● **Excerpt provided**
- - - - -
19th Minister of Foreign Affairs
- In office 20 May 2008 – 10 September 2009
- Premier: Liu Chao-shiuan
- Deputy: Andrew Hsia
- Preceded by: Yang Tzu-pao (acting)
- Succeeded by: Timothy Yang

Ambassador of Taiwan to Guatemala
- In office 1 October 2002 – 1 May 2008
- Preceded by: Francisco Lung
- Succeeded by: Adolfo Sun
- In office 1990–1996
- Preceded by: Loh I-cheng
- Succeeded by: Andrew Wu

Ambassador of Taiwan to Nicaragua
- In office 24 August 1984 – 23 December 1985
- Preceded by: Mao Chi-hsien
- Succeeded by: Yu Chengren

Personal details
- Born: 5 January 1940 Hsinchu, Taiwan, Empire of Japan
- Died: 30 October 2021 (aged 81)
- Education: National Chengchi University (BA)

= Francisco Ou =

Taiwanese diplomat and politician (1940–2021)

Francisco H.L. Ou (歐鴻鍊 (欧鸿链, Oū Hóngliàn); 5 January 1940 – 30 October 2021) was a Taiwanese diplomat who served as the Minister of Foreign Affairs from 2008 to 2009. Before serving as foreign minister, he was ambassador to Nicaragua and Guatemala.
- - - - -
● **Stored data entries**

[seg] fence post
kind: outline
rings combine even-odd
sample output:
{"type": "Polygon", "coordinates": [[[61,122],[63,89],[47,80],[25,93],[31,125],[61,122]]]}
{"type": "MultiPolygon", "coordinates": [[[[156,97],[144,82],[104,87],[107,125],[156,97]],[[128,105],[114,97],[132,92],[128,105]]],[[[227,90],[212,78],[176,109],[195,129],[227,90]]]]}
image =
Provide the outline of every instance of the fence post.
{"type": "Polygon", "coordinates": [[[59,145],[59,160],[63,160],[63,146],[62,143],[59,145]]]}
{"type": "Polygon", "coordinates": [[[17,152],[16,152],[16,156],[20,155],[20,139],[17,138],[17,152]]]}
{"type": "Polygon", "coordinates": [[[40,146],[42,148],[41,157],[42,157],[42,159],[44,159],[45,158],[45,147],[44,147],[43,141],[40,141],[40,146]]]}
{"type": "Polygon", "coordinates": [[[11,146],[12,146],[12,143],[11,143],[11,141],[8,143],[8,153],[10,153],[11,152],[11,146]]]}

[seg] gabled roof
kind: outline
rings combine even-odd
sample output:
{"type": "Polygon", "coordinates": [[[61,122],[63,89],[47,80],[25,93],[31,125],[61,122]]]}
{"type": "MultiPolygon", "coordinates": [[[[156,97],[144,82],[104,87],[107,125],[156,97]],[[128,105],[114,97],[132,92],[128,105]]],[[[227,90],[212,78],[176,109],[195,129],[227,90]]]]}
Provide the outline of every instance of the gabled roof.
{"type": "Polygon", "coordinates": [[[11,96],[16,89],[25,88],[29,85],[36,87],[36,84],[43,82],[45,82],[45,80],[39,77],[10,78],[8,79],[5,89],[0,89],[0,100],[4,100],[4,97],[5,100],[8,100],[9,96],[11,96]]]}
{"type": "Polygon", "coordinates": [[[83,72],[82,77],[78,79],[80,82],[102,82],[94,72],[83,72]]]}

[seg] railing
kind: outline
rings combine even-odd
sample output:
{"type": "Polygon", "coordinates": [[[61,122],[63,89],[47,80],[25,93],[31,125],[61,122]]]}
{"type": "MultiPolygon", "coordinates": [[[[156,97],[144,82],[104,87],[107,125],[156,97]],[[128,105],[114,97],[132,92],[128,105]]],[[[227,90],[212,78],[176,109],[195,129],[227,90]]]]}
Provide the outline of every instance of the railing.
- - - - -
● **The problem**
Continue the biography of Francisco Ou from where it stops.

● **Answer for this exercise**
==Early life and education==
Ou was born in Hsinchu, Taiwan, and raised in Hualien. His father was arrested during the February 28 Incident in 1947. He and his family lived in poverty during his younger days. Ou received his Bachelor of Arts from National Chengchi University in 1962.

==Political career==
Upon graduation, he then went on to serve in the government in several diplomatic capacities, mostly with Central and South American nations. He was also the Spanish interpreter for late President Chiang Kai-shek and Chiang Ching-Kuo. Ou served as Embassy secretary to Peru (1967–71), ambassador to Nicaragua (1984–85) and Guatemala (1990–96, 2003-8). He has also been director of the Far East Commercial Office in Santiago, Chile (1975-1981), director of the Taiwan Commercial Office in Argentina (1986–90) and representative for the Taiwan Economic and Cultural Office in Spain (2000–03).

==ROC Foreign Ministry==

===Foreign ministry appointment===
Ou had planned to retire after turning 65 and applied for permanent residency (‘green card’) in the United States of America. Although he had not expected to be tapped as Foreign Minister when Ma Ying-jeou formed his new government in 2008, Ou accepted Ma's offer. He immediately gave up his green card upon accepting his new post. His possession of a green card generated minor controversy in Taiwanese circles as many viewed the possession of extra-Taiwan status (citizenship or even a green card) as being unpatriotic. Ou, however, claimed that he was merely planning for his retirement, for most of his family members live in the US, and applied for a green card out of realistic thinking.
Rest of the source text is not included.